--- Records provided Enclosed Below ---
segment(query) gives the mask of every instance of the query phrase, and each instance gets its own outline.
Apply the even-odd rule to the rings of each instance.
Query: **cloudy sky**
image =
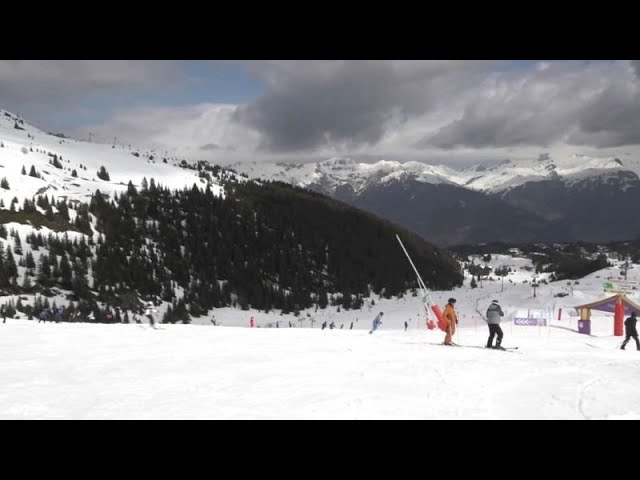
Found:
[[[215,161],[640,153],[638,61],[0,61],[45,131]]]

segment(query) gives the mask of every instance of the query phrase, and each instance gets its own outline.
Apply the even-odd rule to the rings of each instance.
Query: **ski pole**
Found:
[[[416,272],[416,276],[418,277],[418,285],[420,286],[420,289],[423,291],[423,295],[428,295],[427,287],[424,284],[424,282],[422,281],[422,277],[418,273],[418,269],[413,264],[413,260],[411,260],[411,257],[409,256],[409,252],[407,252],[407,249],[404,248],[404,244],[402,243],[402,240],[400,240],[400,237],[398,236],[398,234],[396,234],[396,238],[398,239],[398,242],[400,242],[400,246],[402,247],[402,250],[404,251],[404,254],[407,256],[407,260],[409,260],[409,263],[413,267],[413,271]]]

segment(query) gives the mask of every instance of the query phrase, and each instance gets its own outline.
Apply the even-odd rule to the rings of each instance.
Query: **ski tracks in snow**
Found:
[[[593,385],[596,382],[599,382],[601,380],[601,376],[597,376],[597,377],[592,377],[589,380],[587,380],[586,382],[580,384],[578,386],[578,398],[576,401],[576,412],[579,413],[583,419],[585,420],[591,420],[591,417],[589,415],[587,415],[584,412],[584,400],[585,400],[585,395],[587,393],[587,389]]]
--- End of Enclosed Records provided ---
### Exercise instructions
All of the material above is to be copied exactly, with no pictures.

### Completed exercise
segment(query) gives the mask of every instance of the query phrase, and each instance gets its own outline.
Apply the even-odd rule to the rings of each instance.
Query: **cloudy sky**
image =
Found:
[[[215,161],[640,153],[638,61],[0,61],[45,131]]]

segment(query) gives the mask of every instance of the query phrase, and each instance gets its own outline.
Apply the even-odd rule to the rings of each instance.
Query: **ski pole**
Found:
[[[416,272],[416,276],[418,277],[418,285],[420,286],[420,289],[423,291],[423,295],[428,295],[427,287],[424,284],[424,282],[422,281],[422,277],[418,273],[418,269],[413,264],[413,260],[411,260],[411,257],[409,256],[409,252],[407,252],[407,249],[404,248],[404,244],[402,243],[402,240],[400,240],[400,237],[398,236],[398,234],[396,234],[396,238],[398,239],[398,242],[400,242],[400,246],[402,247],[402,250],[404,251],[404,254],[407,256],[407,260],[409,260],[409,263],[413,267],[413,271]]]

segment(query) gives the mask of every instance of the query phrase, and each instance gets its own outline.
Apply the even-odd rule to the rings of each instance.
Query: **ski tracks in snow**
Found:
[[[593,385],[596,382],[599,382],[601,380],[601,376],[597,376],[597,377],[592,377],[589,380],[587,380],[586,382],[580,384],[578,386],[578,398],[576,401],[576,412],[579,413],[583,419],[585,420],[591,420],[591,417],[589,415],[587,415],[584,412],[584,400],[585,400],[585,395],[587,393],[587,389]]]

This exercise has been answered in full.